Work required: Update the records below by replacing each "detection" with "detected object", leaving everything else unchanged.

Information provided:
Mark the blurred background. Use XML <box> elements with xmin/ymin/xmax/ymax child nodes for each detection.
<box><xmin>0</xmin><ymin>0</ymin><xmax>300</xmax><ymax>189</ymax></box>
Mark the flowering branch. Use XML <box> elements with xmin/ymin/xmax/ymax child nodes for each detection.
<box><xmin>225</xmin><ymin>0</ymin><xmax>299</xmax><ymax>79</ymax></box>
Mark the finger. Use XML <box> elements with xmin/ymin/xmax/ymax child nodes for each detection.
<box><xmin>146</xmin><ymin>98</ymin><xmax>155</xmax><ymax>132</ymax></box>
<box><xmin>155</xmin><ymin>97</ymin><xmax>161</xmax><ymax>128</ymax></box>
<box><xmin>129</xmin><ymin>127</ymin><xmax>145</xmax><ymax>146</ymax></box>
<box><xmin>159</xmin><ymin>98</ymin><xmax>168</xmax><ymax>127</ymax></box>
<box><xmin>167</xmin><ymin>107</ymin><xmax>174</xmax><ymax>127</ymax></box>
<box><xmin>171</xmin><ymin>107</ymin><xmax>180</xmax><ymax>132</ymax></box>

Solution to the exercise:
Mark the blurred background. Use XML <box> elements with xmin/ymin/xmax/ymax child nodes for each detected object.
<box><xmin>0</xmin><ymin>0</ymin><xmax>300</xmax><ymax>189</ymax></box>
Mark the flowering branch. Use XML <box> elements with xmin/ymin/xmax/ymax child nodes for each detected object.
<box><xmin>225</xmin><ymin>0</ymin><xmax>299</xmax><ymax>79</ymax></box>
Mark the finger. Use XML <box> elements with xmin/ymin/xmax/ymax child nodes for each detected object.
<box><xmin>146</xmin><ymin>98</ymin><xmax>155</xmax><ymax>132</ymax></box>
<box><xmin>155</xmin><ymin>97</ymin><xmax>161</xmax><ymax>128</ymax></box>
<box><xmin>129</xmin><ymin>127</ymin><xmax>145</xmax><ymax>146</ymax></box>
<box><xmin>159</xmin><ymin>98</ymin><xmax>168</xmax><ymax>127</ymax></box>
<box><xmin>167</xmin><ymin>107</ymin><xmax>174</xmax><ymax>127</ymax></box>
<box><xmin>171</xmin><ymin>107</ymin><xmax>180</xmax><ymax>132</ymax></box>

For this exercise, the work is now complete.